◆ FRAGMENTO SELECCIONADO:

# # # # # # #

Es fácil que todos tengamos armada una rápida respuesta para esta pregunta. Pero será más intuitiva que reflexiva, puesto que en realidad no parece de sencilla respuesta. Porque aquí, en primer lugar, no hablamos exclusivamente de una cuestión jurídica. De la que además me gustaría huir en estas líneas porque seguro hay muchos que pueden explicarlo con mayor profundidad y conocimiento.

Está claro que el exilio (en mi opinión, forzado) de Juan Carlos I se debe a la posibilidad, o en el peor escenario, probabilidad, de una eventual investigación judicial por los negocios no aclarados de los que la prensa ha dado cuenta en los últimos tiempos. Se ha decidido que la «cobertura» constitucional de su inviolabilidad como monarca desde luego no era suficiente para salvar los años en los que el monarca ha asumido la condición de emérito. Y por ello, fuera de la salvaguarda legal de carácter especial. Pero sería un exceso concluir que es un movimiento defensivo o de elusión de la justicia española.

Porque, más allá del carácter constitucional de la no perseguibilidad del Rey (clarificado por el Tribunal Constitucional), no podemos asegurar que la inmunidad sea absoluta. ¿Cubre, por ejemplo, el asesinato? Cuando menos, dudoso. Pero, por más que parezca una posibilidad estrambótica (lo es), debe tenerse en cuenta dentro de la definición de la particular protección de la figura.

Porque esa es la segunda derivada: la previsión constitucional hace diana en una institución y no sólo en la dimensión personal. Lo que se protege es la figura del Rey, en su mandato, y solo en extensión a la Casa del Rey entera. ¿Si el exilio logra evitar que Don Juan Carlos sea investigado o entorpece la acción de la justicia española pensamos que eso no supondrá un golpe severo a la monarquía española? Dado el actual estado de las cosas, y la persistencia de los agitadores antimonárquicos (el ruido y la furia), es complicado no pensar en que se desataría una campaña para socavar al actual y modélico monarca. Por no hablar de otras jurisdicciones (ejemplo: Suiza) donde en el supuesto de comisión de algún delito no existiría la barrera prevista en nuestra ley suprema.

# # # # # # #

◆ ENTRADAS DE DATOS:
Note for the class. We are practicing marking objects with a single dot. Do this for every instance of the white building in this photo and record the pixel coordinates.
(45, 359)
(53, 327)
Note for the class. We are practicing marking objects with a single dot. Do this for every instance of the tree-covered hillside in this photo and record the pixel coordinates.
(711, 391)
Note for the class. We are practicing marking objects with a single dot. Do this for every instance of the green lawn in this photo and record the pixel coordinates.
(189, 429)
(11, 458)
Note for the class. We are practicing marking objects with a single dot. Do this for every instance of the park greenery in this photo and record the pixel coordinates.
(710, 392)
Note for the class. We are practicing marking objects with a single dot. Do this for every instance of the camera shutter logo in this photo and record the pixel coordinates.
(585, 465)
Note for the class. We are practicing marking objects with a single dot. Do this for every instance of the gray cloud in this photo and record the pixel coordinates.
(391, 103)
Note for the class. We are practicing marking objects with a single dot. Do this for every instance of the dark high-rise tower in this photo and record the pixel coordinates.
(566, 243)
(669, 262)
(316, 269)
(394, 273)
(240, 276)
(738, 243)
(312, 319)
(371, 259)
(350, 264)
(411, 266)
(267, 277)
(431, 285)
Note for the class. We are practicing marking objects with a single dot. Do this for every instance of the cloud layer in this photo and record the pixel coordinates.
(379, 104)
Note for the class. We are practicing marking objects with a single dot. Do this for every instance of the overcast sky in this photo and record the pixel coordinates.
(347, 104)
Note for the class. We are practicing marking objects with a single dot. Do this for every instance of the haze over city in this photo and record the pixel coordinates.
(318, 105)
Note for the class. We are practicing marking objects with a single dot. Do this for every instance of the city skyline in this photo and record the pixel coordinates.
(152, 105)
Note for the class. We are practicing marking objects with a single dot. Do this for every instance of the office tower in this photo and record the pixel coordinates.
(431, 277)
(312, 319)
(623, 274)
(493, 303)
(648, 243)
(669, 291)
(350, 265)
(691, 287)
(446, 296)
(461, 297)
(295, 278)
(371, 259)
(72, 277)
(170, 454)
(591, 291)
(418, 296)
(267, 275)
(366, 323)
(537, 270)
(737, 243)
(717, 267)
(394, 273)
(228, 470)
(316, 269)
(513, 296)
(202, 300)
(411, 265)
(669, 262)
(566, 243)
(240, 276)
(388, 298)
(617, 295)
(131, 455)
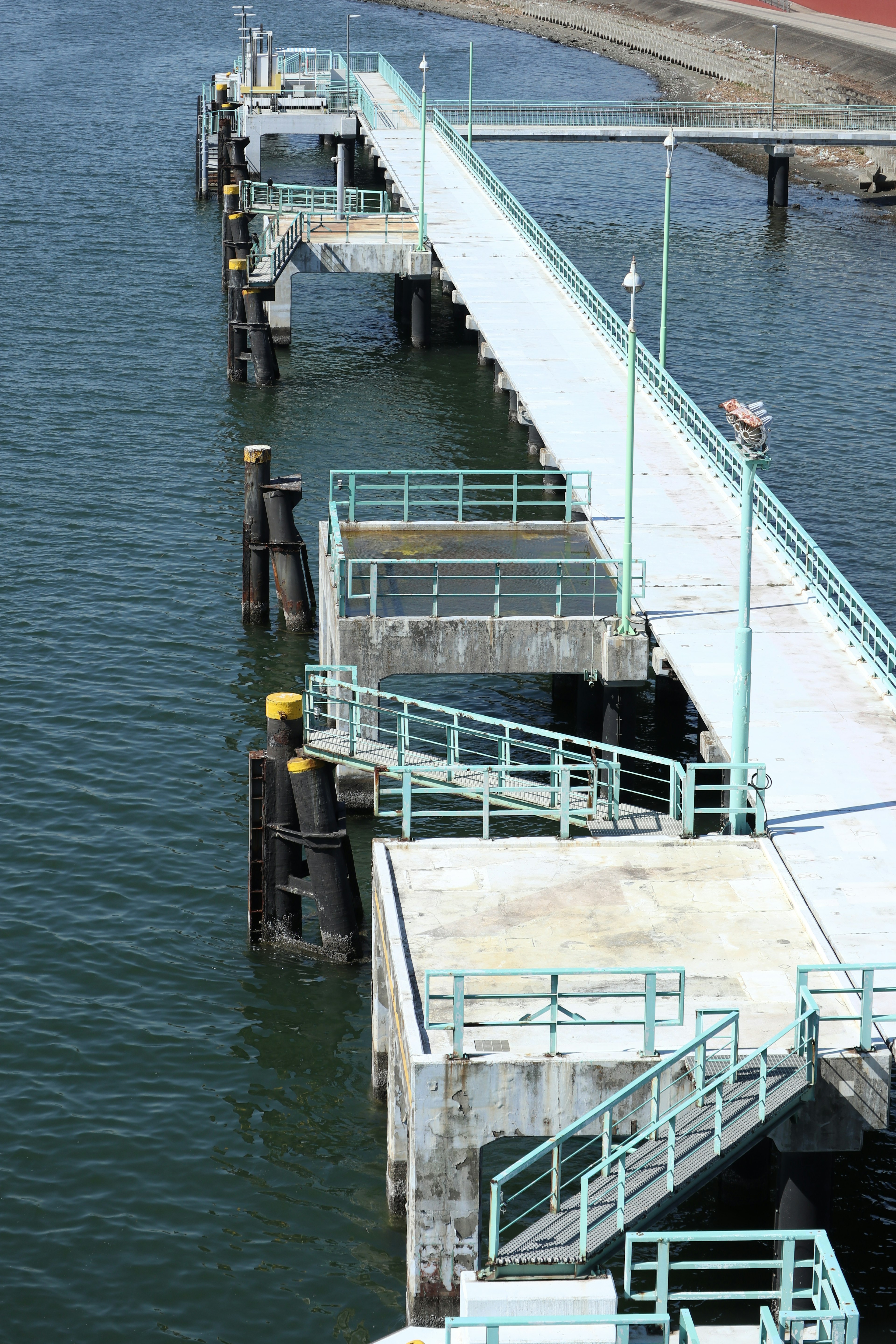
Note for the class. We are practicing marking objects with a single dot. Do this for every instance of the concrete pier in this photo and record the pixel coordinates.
(718, 908)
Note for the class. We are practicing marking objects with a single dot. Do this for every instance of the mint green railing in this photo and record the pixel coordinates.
(835, 595)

# # # # # # #

◆ PROBLEMAS POR RESOLVER:
A) Contesta estas preguntas a partir del fragmento seleccionado:
(i) ¿A qué se debe el exilio de Juan Carlos I?
(ii) ¿Qué tribunal clarificó el carácter constitucional de la no perseguibilidad del Rey?
(iii) ¿Qué país se menciona como ejemplo de otras jurisdicciones?
B) Según el fragmento seleccionado, ¿por qué un exilio que evitara que Don Juan Carlos fuera investigado supondría un golpe a la monarquía española? Explícalo en una a tres oraciones.

◆ RESPUESTAS COMPLETAS:
A)
(i) A la posibilidad o, en el peor escenario, la probabilidad de una eventual investigación judicial por los negocios no aclarados de los que ha informado la prensa.
(ii) El Tribunal Constitucional.
(iii) Suiza.

B) La previsión constitucional apunta a una institución y no solo a la persona, ya que protege la figura del Rey y, por extensión, a toda la Casa del Rey. Además, dado el estado actual de las cosas y la persistencia de los agitadores antimonárquicos, el texto ve difícil no pensar que se desataría una campaña para socavar al actual monarca.